[Raw records]

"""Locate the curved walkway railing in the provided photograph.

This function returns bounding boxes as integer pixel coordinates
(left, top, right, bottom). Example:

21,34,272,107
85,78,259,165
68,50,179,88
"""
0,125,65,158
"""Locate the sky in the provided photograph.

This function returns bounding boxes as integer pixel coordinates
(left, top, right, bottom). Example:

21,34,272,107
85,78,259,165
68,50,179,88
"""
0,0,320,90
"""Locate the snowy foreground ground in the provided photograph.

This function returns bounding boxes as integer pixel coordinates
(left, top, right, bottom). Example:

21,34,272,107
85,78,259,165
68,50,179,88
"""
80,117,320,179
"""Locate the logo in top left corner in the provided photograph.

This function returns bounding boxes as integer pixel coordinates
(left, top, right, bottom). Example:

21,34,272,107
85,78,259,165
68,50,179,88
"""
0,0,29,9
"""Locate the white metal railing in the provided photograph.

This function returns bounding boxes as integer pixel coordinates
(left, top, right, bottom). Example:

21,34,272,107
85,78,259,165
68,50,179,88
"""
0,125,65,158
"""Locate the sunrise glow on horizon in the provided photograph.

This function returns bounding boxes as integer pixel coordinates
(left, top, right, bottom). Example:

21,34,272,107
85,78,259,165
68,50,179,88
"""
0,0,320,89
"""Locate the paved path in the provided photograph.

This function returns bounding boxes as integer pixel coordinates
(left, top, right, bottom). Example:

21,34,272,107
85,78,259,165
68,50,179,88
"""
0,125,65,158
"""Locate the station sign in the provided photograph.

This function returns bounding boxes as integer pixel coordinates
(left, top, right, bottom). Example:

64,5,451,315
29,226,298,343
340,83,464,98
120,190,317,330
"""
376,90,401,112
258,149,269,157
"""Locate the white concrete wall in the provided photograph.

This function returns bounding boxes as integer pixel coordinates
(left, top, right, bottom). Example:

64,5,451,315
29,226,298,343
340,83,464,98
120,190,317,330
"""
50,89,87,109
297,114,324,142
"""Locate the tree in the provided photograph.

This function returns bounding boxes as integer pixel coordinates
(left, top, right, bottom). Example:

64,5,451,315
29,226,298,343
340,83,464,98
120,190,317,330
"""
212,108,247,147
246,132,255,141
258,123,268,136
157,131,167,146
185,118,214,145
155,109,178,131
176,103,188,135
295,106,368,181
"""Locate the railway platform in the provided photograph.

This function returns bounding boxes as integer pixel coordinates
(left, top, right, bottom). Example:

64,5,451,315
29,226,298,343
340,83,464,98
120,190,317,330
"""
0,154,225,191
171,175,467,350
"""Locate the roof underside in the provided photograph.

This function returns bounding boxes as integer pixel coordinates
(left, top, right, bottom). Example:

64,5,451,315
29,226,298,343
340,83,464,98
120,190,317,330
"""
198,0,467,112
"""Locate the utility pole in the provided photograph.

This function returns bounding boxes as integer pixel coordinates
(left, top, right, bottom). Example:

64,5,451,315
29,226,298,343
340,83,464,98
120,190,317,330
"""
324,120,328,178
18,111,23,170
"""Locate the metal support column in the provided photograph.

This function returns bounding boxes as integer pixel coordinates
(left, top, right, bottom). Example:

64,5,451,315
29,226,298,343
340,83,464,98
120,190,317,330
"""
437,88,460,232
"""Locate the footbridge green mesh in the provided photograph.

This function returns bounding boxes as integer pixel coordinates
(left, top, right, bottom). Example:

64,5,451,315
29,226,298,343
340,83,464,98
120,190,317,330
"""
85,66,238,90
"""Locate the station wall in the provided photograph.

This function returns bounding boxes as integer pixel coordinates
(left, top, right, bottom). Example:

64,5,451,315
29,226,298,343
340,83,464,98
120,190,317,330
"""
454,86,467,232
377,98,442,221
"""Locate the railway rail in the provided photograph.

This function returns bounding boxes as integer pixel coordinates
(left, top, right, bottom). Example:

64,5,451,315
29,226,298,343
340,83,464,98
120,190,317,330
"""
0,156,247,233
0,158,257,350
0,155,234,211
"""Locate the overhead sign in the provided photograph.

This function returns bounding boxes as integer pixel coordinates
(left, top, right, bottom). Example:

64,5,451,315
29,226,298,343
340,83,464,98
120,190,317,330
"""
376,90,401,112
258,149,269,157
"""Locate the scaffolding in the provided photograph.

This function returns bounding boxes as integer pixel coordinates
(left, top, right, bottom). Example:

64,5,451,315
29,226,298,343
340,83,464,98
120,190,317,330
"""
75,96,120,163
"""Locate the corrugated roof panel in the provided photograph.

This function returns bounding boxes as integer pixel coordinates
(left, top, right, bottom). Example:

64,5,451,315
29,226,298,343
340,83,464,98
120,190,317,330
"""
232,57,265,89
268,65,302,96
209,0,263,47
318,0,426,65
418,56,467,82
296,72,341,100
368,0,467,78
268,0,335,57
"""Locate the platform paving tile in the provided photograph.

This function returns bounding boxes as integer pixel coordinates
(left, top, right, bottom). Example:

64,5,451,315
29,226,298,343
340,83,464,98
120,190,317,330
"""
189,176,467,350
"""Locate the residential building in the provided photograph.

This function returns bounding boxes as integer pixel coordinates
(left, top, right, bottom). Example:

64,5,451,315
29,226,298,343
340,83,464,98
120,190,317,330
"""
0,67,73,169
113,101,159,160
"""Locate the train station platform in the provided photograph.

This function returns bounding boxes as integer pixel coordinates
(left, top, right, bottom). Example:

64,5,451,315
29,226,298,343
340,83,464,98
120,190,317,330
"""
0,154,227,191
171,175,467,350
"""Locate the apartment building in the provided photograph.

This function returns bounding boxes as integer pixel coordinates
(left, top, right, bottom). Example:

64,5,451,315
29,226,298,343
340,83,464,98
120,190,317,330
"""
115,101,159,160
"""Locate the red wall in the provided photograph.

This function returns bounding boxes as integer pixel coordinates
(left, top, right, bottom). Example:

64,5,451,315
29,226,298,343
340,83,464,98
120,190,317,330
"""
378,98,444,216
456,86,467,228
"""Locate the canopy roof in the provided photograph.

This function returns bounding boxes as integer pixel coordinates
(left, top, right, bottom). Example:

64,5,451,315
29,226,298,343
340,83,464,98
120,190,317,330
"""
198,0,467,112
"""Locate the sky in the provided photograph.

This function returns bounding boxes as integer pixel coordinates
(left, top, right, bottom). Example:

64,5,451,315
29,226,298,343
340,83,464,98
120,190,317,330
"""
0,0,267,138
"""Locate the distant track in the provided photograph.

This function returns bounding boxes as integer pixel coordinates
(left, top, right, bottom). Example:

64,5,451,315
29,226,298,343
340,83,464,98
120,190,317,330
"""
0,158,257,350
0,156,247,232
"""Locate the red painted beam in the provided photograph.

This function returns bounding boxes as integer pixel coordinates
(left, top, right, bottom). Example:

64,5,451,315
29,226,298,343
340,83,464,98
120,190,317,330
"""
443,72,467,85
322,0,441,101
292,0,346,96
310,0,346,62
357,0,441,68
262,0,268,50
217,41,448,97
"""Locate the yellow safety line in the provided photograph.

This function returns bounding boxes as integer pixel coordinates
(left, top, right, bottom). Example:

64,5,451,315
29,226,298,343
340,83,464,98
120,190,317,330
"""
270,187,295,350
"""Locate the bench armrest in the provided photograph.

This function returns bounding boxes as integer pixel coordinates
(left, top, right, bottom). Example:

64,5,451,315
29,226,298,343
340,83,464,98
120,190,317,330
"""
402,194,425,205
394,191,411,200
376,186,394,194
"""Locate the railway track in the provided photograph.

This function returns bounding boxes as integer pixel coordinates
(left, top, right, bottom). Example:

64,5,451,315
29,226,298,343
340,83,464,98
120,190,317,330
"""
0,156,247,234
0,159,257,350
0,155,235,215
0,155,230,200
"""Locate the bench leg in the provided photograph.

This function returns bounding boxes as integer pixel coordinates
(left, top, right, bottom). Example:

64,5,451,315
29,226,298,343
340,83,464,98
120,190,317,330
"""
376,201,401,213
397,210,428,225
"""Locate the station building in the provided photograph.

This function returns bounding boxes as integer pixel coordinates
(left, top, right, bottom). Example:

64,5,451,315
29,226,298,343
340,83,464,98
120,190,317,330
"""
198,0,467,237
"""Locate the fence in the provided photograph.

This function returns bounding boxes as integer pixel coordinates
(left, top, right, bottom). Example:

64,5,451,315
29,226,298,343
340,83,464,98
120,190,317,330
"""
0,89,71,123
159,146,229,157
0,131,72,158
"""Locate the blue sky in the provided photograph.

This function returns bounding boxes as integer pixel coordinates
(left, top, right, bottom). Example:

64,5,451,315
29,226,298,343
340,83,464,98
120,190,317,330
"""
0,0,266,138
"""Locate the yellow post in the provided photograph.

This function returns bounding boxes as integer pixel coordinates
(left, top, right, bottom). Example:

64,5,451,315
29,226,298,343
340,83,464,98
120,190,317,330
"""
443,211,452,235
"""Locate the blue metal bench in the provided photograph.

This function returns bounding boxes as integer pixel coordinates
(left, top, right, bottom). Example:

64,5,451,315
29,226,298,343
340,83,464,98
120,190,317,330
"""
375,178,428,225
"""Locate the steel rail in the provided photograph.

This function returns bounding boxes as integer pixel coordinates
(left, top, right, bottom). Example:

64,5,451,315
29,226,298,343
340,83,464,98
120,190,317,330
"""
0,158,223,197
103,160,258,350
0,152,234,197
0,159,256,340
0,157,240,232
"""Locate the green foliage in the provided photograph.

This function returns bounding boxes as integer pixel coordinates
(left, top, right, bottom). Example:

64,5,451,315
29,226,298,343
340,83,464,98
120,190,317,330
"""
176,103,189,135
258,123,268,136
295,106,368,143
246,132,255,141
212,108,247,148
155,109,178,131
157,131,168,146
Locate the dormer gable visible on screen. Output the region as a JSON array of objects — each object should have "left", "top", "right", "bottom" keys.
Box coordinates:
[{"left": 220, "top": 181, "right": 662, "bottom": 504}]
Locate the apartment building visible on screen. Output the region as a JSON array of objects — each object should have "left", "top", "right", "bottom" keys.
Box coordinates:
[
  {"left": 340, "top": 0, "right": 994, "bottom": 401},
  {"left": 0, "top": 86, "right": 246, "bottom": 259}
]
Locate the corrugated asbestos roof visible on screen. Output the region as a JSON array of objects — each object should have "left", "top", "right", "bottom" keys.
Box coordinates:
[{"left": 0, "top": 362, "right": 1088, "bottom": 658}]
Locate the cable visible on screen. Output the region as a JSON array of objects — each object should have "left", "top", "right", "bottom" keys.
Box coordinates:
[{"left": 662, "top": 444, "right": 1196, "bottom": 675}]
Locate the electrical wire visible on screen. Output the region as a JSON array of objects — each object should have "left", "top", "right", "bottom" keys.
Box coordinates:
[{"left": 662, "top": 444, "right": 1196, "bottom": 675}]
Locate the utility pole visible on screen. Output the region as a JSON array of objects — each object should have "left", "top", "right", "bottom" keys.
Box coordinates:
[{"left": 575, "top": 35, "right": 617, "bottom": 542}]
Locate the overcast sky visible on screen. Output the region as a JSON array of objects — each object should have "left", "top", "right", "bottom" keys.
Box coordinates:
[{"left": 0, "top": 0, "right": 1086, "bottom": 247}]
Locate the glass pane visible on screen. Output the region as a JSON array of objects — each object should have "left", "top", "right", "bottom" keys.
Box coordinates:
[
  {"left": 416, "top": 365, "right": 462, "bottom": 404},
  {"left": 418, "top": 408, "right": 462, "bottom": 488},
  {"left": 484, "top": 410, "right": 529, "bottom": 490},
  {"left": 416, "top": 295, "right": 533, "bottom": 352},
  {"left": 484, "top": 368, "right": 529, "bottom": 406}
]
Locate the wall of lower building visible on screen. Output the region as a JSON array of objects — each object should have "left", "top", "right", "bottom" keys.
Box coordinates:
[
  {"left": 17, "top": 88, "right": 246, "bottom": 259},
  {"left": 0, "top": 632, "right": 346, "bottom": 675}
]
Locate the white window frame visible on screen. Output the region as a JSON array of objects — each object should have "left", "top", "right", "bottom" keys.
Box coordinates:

Challenge
Output the lines of the data from the line with "blue sky in the provided photograph." to the line with "443,211,452,235", both included, as a JSON list of strings with one string per line and blank lines omitted.

Exercise output
[
  "\"\"\"Locate the blue sky in the provided photograph.",
  "This function returns bounding boxes as integer pixel coordinates",
  "(left, top, right, bottom). Example:",
  "64,5,451,315",
  "29,226,298,343",
  "340,83,464,98",
  "120,190,317,330",
  "\"\"\"",
  "0,0,266,138",
  "\"\"\"Locate the yellow post in the provided photograph.",
  "This function returns bounding boxes as integer pixel coordinates",
  "(left, top, right, bottom). Example:",
  "64,5,451,315",
  "29,226,298,343",
  "340,83,464,98",
  "120,190,317,330",
  "\"\"\"",
  "443,211,452,235"
]